◆ **PROBLEM DESCRIPTION**: Leave every picture out and give back the lines below from the first through the line that holds "87L213 99L221 127L274", exactly as written.

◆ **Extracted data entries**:
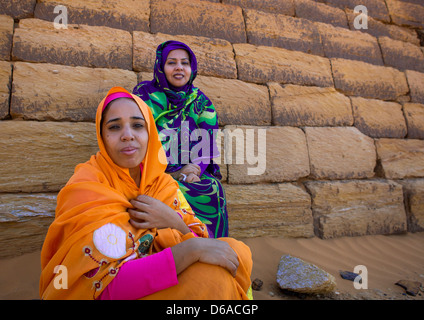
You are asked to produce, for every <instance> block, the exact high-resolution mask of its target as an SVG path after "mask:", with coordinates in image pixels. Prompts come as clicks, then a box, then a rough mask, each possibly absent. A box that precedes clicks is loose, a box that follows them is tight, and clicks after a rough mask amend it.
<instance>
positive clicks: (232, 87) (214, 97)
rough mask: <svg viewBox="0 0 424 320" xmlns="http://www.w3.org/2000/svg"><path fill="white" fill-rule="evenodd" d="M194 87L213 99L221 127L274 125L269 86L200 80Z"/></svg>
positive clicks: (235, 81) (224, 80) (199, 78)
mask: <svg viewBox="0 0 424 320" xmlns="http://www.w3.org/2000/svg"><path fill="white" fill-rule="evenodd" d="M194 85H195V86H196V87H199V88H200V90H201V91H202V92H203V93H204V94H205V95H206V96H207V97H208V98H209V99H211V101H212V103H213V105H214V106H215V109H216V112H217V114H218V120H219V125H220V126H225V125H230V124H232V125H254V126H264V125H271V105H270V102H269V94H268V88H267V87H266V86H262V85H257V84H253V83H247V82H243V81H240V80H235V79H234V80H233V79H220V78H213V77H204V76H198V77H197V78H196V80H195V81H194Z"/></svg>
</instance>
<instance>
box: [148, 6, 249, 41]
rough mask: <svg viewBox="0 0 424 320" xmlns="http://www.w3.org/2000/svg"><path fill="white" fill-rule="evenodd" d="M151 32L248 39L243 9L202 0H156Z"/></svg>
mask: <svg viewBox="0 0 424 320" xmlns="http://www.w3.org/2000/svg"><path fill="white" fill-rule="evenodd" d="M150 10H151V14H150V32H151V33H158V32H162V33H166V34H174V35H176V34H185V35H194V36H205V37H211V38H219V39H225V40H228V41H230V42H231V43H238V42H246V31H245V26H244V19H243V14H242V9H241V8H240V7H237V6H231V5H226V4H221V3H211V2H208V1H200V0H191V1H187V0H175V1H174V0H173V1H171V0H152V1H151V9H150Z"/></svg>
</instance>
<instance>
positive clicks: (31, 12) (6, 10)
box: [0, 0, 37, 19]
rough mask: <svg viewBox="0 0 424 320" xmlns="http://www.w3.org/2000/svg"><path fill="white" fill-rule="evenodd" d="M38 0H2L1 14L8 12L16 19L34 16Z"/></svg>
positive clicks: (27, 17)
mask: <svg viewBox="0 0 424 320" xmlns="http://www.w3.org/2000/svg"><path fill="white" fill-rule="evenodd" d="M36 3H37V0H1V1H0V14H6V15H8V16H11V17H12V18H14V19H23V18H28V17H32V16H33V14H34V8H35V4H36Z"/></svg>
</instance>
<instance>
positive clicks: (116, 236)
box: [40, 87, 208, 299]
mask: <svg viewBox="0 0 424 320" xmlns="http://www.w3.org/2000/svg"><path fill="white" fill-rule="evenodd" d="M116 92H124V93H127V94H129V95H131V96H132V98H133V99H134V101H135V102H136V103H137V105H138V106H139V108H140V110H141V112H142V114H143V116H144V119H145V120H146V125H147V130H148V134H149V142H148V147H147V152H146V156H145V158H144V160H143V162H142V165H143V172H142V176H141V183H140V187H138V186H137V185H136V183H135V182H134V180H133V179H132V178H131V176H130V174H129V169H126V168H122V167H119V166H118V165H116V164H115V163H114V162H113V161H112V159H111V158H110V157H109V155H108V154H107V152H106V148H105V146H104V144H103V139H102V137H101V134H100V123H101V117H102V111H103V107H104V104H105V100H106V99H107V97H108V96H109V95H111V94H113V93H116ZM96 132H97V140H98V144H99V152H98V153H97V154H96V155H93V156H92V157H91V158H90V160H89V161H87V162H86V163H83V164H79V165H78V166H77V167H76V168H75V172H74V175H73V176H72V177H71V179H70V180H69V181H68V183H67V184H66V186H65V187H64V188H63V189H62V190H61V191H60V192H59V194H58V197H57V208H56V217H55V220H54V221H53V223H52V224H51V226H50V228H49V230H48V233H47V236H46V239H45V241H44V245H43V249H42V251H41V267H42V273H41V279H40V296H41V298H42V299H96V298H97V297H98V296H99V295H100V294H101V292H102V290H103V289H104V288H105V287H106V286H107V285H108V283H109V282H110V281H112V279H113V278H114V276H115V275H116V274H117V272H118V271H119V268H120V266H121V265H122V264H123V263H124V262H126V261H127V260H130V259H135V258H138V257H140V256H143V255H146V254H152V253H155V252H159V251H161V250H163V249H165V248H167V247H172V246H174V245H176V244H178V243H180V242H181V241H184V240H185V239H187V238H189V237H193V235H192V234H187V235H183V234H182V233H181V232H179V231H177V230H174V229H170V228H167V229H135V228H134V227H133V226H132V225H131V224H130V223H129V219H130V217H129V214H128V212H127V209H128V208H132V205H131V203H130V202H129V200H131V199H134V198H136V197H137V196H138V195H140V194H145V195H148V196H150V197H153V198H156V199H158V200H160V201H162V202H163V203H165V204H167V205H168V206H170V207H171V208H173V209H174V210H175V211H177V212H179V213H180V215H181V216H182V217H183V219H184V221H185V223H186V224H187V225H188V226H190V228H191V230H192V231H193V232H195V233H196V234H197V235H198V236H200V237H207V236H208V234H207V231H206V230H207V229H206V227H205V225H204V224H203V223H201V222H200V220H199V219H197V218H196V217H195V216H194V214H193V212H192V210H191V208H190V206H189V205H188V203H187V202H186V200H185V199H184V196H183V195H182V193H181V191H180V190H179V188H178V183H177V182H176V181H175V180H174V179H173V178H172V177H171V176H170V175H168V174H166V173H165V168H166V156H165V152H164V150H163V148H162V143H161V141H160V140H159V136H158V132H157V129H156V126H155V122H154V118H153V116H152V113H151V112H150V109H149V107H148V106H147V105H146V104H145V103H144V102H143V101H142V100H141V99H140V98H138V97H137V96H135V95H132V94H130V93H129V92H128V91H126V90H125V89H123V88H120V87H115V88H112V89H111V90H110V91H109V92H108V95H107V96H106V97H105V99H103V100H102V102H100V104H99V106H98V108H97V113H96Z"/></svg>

◆ **ANSWER BOX**:
You are asked to produce, for every <instance> block, the exact high-resolution mask of its target as an SVG path after "mask:", with coordinates in image pixels. Prompts come as clicks, then a box, then a rough mask, each possibly absent. A box that precedes clicks is loose, a box that follows them is tight, and clicks after a rough mask amend it.
<instance>
positive clicks: (232, 87) (214, 97)
rough mask: <svg viewBox="0 0 424 320" xmlns="http://www.w3.org/2000/svg"><path fill="white" fill-rule="evenodd" d="M194 87L213 99L221 127L274 125L269 86L200 80Z"/></svg>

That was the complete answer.